AIM
Answer these questions using the excerpt on the effects of net special items.
(a) What net after-tax charge did net special items amount to in the first quarter of 2026, and how much was that per diluted share?
(b) What before-tax amount is shown for the PS EMEA goodwill impairment in the fourth quarter of 2025?
(c) What were the before-tax and after-tax DS Smith combination costs in the first quarter of 2025?

SOURCE EXTRACT
-*-
EFFECTS OF NET SPECIAL ITEMS

Continuing Operations

Net special items include items considered by management to not be reflective of the Company's underlying operations. Net special items in the first quarter of 2026 amount to a net after-tax charge of $19 million ($0.04 per diluted share) compared with a net after-tax charge of $195 million ($0.44 per diluted share) in the first quarter of 2025 and a net after-tax charge of $2.32 billion ($4.41 per diluted share) in the fourth quarter of 2025. Net special items in all periods include the following charges (benefits):

First Quarter 2026 First Quarter 2025 Fourth Quarter 2025

(In millions) Before Tax After Tax Before Tax After Tax Before Tax After Tax

Severance and other costs $ 23  $ 17  (a) $ 83  $ 63  (a) $ 162  $ 128  (a)

PS EMEA separation costs 11  8  (b) —  —  —  —

PS EMEA goodwill impairment —  —  —  —  2,467  2,196  (c)

DS Smith combination costs (benefits) —  —  221  183  (b) 10  8  (b)

Net (gains) losses on sales and impairments of businesses —  —  —  —  10  8  (d)
-*-
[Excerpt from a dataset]
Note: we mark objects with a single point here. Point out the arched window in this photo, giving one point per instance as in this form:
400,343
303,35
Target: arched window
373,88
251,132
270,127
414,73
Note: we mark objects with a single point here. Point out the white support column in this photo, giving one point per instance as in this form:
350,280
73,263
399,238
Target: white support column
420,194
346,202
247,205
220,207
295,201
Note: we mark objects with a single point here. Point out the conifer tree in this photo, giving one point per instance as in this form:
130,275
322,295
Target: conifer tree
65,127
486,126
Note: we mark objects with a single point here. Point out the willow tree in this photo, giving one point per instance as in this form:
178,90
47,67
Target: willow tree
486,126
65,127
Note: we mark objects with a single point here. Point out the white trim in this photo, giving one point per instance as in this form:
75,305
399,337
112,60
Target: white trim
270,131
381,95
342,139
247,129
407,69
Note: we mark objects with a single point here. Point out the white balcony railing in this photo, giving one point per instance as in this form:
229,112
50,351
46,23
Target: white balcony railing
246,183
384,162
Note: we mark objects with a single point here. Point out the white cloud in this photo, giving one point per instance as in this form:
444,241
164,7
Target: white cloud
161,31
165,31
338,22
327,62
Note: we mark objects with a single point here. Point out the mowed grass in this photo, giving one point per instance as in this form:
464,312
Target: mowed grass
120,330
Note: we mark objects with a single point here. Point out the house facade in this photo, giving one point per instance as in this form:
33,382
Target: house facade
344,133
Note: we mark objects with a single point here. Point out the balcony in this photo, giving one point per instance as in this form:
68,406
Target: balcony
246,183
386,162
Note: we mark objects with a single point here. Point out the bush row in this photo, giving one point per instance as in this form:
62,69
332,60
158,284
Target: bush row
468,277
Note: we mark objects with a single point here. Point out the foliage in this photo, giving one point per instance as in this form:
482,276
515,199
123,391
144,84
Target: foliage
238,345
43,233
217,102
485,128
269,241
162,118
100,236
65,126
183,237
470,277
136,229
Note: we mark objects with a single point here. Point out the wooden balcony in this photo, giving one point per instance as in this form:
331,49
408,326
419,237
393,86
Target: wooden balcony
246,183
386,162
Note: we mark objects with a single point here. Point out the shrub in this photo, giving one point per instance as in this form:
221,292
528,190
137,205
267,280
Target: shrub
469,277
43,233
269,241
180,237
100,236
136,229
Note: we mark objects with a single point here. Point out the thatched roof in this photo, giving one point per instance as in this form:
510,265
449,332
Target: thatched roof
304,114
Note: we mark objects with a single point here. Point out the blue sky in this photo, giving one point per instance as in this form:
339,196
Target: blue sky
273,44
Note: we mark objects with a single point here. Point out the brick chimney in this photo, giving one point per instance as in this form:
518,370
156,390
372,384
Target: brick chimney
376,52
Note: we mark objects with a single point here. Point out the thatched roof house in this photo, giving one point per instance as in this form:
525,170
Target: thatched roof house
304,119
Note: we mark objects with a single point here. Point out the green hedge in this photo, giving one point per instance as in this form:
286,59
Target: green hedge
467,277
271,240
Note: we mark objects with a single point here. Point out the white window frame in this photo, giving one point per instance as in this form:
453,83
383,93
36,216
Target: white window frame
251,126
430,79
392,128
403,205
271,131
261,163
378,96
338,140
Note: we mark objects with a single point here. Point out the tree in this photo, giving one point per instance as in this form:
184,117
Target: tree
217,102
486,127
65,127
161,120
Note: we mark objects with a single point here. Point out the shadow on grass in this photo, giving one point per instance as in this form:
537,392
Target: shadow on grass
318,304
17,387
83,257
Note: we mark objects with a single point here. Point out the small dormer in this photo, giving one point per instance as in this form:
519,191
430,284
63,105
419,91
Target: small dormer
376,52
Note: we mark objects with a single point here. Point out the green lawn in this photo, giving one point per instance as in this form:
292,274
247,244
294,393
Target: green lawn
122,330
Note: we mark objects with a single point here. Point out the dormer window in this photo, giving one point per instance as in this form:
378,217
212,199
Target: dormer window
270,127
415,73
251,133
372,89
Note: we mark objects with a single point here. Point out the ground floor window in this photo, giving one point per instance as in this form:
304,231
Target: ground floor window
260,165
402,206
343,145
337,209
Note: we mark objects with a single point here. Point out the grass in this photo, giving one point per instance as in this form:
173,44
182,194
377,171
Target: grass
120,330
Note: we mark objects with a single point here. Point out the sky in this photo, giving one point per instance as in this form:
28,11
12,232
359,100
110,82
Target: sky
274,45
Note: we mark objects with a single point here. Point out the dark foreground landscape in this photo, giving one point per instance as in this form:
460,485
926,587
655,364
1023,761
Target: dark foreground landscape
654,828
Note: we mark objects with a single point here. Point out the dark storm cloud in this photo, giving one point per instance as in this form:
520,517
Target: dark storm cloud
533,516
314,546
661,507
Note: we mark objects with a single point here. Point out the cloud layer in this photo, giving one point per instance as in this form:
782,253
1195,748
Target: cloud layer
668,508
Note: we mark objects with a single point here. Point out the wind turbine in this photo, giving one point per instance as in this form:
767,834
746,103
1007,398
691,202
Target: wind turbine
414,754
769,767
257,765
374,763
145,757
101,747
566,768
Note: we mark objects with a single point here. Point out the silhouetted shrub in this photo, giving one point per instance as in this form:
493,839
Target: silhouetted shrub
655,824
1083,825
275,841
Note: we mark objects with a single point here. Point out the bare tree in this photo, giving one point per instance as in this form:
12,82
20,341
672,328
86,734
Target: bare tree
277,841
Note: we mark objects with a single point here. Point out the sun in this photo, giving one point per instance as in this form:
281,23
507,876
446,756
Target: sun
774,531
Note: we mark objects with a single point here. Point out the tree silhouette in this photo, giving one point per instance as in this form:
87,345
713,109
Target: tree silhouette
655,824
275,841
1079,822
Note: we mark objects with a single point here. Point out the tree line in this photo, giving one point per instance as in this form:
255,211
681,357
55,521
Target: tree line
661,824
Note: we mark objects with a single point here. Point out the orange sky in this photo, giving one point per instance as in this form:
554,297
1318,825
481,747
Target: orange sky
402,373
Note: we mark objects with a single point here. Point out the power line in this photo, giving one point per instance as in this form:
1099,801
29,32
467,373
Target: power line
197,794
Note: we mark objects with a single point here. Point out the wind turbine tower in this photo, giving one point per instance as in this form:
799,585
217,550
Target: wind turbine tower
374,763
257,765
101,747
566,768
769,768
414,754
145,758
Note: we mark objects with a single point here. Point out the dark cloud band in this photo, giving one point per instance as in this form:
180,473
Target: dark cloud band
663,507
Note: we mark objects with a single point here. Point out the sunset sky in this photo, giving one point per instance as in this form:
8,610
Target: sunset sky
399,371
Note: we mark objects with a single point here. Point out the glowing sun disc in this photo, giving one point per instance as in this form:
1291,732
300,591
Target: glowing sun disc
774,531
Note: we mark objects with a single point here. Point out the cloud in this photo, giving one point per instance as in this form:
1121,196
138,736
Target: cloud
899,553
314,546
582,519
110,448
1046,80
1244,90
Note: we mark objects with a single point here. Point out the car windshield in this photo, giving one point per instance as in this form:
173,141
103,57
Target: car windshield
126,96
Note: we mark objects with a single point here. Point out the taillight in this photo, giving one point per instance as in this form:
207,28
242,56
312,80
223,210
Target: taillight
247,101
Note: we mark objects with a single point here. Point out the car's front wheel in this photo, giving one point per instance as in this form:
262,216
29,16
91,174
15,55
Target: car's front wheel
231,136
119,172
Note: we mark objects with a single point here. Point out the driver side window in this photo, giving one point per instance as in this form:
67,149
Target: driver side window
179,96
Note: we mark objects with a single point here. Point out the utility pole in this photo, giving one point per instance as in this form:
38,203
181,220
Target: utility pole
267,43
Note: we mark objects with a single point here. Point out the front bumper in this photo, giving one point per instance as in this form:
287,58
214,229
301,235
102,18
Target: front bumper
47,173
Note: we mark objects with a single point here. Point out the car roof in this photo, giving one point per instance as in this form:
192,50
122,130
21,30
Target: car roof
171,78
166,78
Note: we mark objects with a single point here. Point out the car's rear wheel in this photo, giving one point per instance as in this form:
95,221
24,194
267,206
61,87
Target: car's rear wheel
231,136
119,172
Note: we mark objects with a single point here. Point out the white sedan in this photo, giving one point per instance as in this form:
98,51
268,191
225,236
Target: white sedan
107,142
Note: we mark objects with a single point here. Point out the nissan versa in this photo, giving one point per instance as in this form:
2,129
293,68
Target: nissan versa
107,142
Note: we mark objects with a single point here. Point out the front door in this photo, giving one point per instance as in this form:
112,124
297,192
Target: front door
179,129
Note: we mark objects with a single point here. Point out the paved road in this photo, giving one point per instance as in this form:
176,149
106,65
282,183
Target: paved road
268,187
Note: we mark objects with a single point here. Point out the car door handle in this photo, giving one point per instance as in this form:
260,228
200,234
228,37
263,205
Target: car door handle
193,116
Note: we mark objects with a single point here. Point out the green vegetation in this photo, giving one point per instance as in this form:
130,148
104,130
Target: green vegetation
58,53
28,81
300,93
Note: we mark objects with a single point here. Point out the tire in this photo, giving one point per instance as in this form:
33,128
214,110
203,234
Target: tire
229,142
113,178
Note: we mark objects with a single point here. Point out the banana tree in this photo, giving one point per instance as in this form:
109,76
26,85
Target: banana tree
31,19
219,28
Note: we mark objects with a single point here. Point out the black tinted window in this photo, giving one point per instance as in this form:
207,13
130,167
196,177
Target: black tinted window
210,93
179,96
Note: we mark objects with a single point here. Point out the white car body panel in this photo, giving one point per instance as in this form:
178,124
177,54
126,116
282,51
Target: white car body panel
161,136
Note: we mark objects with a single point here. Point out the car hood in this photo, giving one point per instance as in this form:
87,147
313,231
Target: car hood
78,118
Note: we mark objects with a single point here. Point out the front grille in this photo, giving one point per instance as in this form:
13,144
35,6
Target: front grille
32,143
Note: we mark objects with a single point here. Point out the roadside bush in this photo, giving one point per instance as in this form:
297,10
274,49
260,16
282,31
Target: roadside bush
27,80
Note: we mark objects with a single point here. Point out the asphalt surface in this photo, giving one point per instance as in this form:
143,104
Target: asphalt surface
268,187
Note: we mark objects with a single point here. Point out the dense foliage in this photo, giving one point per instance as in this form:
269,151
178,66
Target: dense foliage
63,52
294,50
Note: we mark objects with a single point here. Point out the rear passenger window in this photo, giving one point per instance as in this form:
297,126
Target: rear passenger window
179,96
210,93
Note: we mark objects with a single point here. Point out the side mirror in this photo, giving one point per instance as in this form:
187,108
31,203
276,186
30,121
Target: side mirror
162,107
-*-
FINAL ANSWER
(a) $19 million, or $0.04 per diluted share.
(b) $2,467 million.
(c) $221 million before tax and $183 million after tax.